■ Work item ■
Pick every line from the data that holds the word "water".

Saved entries:
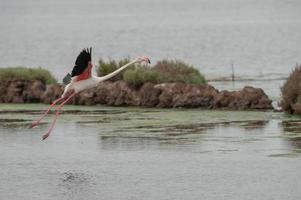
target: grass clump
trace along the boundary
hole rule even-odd
[[[158,61],[153,68],[160,74],[160,82],[205,84],[205,77],[192,65],[179,60]]]
[[[158,83],[159,73],[148,67],[129,69],[123,74],[123,80],[129,85],[139,88],[144,83]]]
[[[53,75],[46,69],[27,68],[27,67],[11,67],[0,69],[0,80],[7,79],[23,79],[27,81],[39,80],[44,84],[57,83]]]
[[[281,88],[281,108],[290,114],[301,114],[301,65],[296,65]]]
[[[129,58],[119,61],[103,59],[99,60],[97,68],[98,76],[105,76],[119,67],[130,62]],[[187,83],[187,84],[206,84],[204,76],[193,66],[179,60],[162,60],[158,61],[153,67],[145,65],[135,65],[127,68],[111,81],[124,80],[129,85],[140,87],[146,82],[157,83]]]

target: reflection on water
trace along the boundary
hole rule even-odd
[[[301,121],[283,121],[282,127],[285,132],[301,133]]]
[[[251,130],[264,129],[268,120],[229,121],[217,123],[195,123],[175,125],[140,125],[124,127],[109,133],[99,134],[101,148],[104,150],[116,149],[146,149],[162,148],[189,148],[208,142],[208,134],[223,130],[226,135],[221,136],[226,142],[228,133],[239,130],[239,134],[250,134]],[[210,131],[209,131],[210,130]],[[250,133],[249,133],[249,132]],[[207,139],[206,139],[207,138]],[[230,138],[233,138],[230,136]],[[216,140],[216,139],[214,139]],[[248,139],[251,141],[252,139]],[[253,139],[256,141],[256,139]],[[245,142],[241,139],[241,142]],[[236,142],[236,141],[235,141]]]
[[[301,152],[301,120],[283,121],[285,139],[289,145],[298,152]]]
[[[287,140],[290,141],[290,145],[292,145],[293,148],[301,153],[301,136],[296,138],[289,138]]]
[[[53,115],[27,129],[45,106],[24,106],[17,112],[2,105],[0,111],[1,199],[197,199],[204,193],[222,199],[219,194],[229,191],[228,199],[299,196],[287,196],[301,187],[295,178],[301,164],[298,118],[66,106],[51,137],[41,142]]]

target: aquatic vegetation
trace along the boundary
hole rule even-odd
[[[206,80],[199,70],[180,60],[158,61],[153,68],[160,74],[159,80],[163,82],[180,82],[188,84],[205,84]]]
[[[301,114],[301,65],[296,65],[281,88],[280,106],[290,114]]]
[[[56,83],[54,76],[46,69],[27,68],[27,67],[9,67],[0,69],[0,80],[22,79],[26,81],[39,80],[44,84]]]
[[[3,128],[24,128],[30,125],[30,120],[28,119],[18,119],[18,118],[1,118],[0,127]]]
[[[246,121],[245,123],[243,123],[241,125],[241,127],[245,128],[245,129],[261,129],[264,128],[267,123],[269,121],[268,120],[254,120],[254,121]]]
[[[22,134],[24,138],[33,134],[34,140],[39,140],[37,133],[49,126],[53,115],[46,118],[39,129],[26,127],[43,109],[41,104],[1,104],[0,133],[10,137],[22,130],[26,133]],[[296,116],[291,117],[275,112],[67,105],[62,111],[57,136],[96,136],[100,147],[106,150],[201,147],[193,151],[218,154],[238,153],[241,146],[255,144],[257,148],[256,144],[271,141],[284,146],[256,151],[264,151],[271,157],[288,153],[300,156],[301,122]],[[279,143],[279,140],[284,142]]]
[[[147,68],[139,67],[137,69],[129,69],[123,74],[123,80],[126,81],[130,86],[139,88],[144,83],[159,83],[159,73]]]

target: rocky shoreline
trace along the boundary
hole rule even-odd
[[[63,92],[60,84],[10,79],[1,82],[0,103],[51,103]],[[219,91],[211,85],[145,83],[139,89],[124,81],[104,82],[76,95],[69,104],[140,106],[157,108],[207,108],[252,110],[273,109],[260,88],[246,86],[239,91]]]

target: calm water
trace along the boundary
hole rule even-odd
[[[93,59],[178,58],[207,77],[283,77],[301,61],[299,0],[2,0],[0,66],[61,79],[80,49]]]
[[[67,106],[42,142],[43,108],[1,105],[1,199],[300,198],[300,118]]]
[[[274,100],[301,60],[299,0],[1,0],[0,67],[61,79],[93,59],[178,58],[220,89],[262,87]],[[5,112],[5,110],[11,110]],[[27,110],[24,110],[27,109]],[[0,199],[299,199],[301,122],[282,113],[0,105]],[[18,110],[14,112],[12,110]],[[76,115],[74,114],[76,111]],[[47,118],[46,122],[50,122]]]

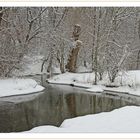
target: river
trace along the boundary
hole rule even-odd
[[[28,76],[45,87],[38,93],[0,98],[0,132],[21,132],[40,125],[60,126],[68,118],[140,105],[140,97],[91,93],[48,84],[46,76]]]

■ Output below ■
target: reflection on water
target: calm water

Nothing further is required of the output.